* **EXERCISE**
Find every line in the records below that contains the word "coconut" and copy each one.

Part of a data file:

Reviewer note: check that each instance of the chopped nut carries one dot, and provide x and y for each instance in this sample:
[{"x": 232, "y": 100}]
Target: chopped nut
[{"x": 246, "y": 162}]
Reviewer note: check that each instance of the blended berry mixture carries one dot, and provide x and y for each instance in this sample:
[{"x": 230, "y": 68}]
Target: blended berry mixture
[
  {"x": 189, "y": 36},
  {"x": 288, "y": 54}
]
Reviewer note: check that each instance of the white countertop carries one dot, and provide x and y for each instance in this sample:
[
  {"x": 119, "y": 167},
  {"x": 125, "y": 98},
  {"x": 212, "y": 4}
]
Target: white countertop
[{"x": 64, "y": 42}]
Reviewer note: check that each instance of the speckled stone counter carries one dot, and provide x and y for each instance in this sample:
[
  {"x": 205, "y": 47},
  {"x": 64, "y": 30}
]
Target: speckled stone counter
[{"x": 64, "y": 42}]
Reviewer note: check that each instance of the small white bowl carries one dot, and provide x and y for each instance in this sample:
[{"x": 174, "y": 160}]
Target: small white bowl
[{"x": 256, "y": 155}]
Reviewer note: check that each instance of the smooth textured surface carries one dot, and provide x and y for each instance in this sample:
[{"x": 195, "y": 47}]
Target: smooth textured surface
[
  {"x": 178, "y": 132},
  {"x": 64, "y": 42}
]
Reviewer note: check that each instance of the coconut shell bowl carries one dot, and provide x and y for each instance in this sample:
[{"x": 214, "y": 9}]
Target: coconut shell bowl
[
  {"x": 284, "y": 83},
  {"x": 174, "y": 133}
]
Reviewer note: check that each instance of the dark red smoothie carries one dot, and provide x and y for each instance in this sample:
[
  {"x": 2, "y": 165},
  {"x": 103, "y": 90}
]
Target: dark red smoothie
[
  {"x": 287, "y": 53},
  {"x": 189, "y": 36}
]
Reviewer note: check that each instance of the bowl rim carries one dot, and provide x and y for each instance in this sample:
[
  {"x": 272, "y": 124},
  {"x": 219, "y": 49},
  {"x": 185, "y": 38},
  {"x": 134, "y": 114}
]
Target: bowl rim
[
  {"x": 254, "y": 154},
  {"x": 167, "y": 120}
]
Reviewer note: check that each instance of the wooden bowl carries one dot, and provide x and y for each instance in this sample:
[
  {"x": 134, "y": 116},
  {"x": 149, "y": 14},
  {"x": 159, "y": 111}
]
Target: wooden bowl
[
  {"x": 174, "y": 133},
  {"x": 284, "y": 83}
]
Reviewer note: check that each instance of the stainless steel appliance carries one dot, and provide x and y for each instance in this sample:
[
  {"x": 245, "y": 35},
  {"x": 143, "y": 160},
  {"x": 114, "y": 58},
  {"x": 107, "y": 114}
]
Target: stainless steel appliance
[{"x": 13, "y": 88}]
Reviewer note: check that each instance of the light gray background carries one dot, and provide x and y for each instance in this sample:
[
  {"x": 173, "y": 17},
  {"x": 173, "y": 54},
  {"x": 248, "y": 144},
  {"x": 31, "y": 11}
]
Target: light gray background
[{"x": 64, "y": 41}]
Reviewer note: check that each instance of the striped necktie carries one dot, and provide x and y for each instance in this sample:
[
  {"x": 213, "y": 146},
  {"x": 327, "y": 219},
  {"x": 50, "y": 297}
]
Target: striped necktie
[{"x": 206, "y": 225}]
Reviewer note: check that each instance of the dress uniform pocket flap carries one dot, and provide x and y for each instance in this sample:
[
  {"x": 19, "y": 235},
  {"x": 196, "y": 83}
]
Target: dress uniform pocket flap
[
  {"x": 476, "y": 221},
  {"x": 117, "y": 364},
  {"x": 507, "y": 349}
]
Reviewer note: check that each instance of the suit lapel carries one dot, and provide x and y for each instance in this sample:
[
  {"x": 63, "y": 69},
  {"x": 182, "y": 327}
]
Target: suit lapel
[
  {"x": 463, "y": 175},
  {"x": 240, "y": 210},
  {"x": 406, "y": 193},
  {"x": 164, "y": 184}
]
---
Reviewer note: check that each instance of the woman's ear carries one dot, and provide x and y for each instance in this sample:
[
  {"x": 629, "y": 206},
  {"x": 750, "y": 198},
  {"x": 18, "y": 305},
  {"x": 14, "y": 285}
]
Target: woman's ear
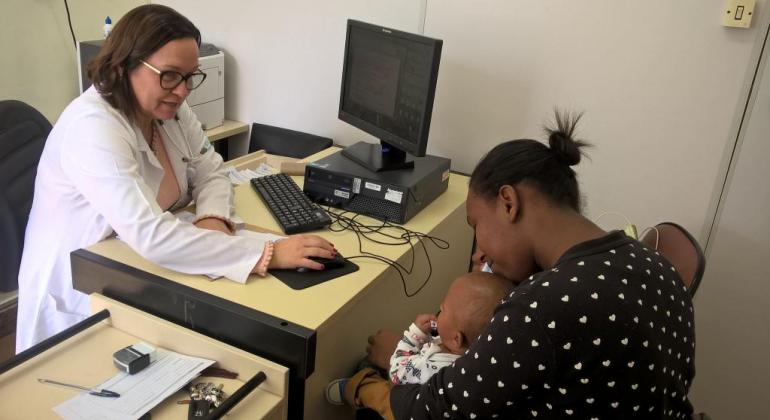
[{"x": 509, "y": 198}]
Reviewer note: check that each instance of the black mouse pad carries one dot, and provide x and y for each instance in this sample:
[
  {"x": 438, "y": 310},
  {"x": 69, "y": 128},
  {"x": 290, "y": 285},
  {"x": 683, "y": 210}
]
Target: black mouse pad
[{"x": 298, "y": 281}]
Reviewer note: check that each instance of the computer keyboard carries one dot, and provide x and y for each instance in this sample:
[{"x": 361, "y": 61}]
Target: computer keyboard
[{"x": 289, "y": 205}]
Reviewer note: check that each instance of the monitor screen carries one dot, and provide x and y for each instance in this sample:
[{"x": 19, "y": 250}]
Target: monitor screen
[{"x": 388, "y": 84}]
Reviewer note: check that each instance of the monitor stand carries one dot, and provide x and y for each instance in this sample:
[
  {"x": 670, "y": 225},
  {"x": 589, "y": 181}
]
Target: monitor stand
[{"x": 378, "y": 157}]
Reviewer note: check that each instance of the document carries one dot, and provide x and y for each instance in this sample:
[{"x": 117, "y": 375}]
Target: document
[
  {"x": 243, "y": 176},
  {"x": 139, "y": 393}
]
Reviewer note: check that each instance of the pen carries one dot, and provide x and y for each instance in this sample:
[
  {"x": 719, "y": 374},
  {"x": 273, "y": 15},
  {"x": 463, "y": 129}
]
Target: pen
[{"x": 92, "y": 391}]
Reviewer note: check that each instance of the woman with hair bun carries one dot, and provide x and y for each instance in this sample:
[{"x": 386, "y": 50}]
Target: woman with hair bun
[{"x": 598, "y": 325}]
--
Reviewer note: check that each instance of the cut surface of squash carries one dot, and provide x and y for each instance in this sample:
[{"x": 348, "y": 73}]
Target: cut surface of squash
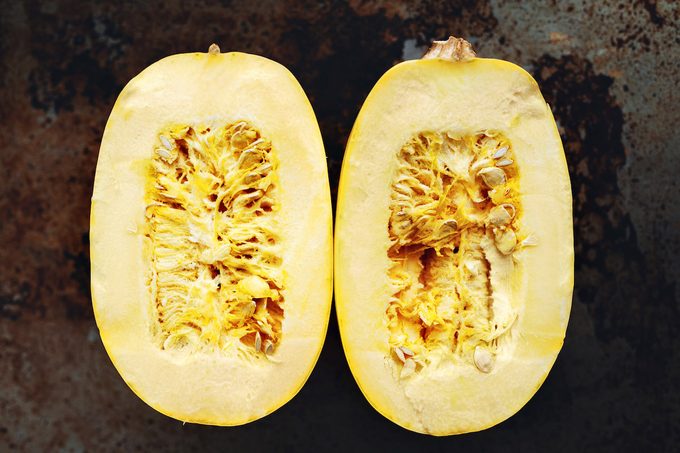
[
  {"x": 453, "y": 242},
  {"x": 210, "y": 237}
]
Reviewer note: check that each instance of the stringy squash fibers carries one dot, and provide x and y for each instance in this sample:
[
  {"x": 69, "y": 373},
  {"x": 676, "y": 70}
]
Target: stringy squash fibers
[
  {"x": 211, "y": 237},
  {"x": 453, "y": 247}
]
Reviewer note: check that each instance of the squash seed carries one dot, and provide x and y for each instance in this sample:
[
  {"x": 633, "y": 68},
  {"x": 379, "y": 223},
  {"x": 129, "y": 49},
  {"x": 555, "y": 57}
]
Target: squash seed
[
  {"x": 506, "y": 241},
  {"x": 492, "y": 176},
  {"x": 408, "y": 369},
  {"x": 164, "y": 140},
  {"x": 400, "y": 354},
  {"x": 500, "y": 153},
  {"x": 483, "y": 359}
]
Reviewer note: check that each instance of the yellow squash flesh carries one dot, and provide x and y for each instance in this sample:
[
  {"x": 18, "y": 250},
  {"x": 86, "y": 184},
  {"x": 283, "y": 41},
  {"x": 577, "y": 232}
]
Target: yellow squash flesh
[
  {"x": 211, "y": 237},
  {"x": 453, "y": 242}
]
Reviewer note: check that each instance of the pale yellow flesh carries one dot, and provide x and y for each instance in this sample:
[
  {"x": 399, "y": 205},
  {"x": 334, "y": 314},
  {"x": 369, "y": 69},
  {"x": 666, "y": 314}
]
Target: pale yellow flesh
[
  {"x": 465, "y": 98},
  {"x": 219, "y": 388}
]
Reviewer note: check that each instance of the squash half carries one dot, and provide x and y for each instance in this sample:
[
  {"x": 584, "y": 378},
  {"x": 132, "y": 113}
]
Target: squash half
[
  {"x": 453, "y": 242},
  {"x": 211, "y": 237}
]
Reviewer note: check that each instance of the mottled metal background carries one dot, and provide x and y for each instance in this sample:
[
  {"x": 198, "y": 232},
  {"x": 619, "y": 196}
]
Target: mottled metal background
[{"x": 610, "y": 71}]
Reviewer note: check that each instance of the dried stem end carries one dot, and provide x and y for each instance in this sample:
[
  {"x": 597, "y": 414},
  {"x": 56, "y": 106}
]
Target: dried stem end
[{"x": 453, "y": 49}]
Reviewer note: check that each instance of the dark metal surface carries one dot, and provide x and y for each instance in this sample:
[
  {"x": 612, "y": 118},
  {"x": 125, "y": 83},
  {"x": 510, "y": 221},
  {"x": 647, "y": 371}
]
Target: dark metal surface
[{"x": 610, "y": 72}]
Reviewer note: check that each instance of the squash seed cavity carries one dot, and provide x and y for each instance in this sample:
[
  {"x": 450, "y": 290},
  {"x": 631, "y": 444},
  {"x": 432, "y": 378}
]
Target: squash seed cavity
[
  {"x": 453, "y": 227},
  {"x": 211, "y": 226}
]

* **SOLUTION FOR THIS PROBLEM**
Reviewer note: check that each instance of the coconut shell bowl carries one dot, and provide x and y for each instance in this sample:
Target: coconut shell bowl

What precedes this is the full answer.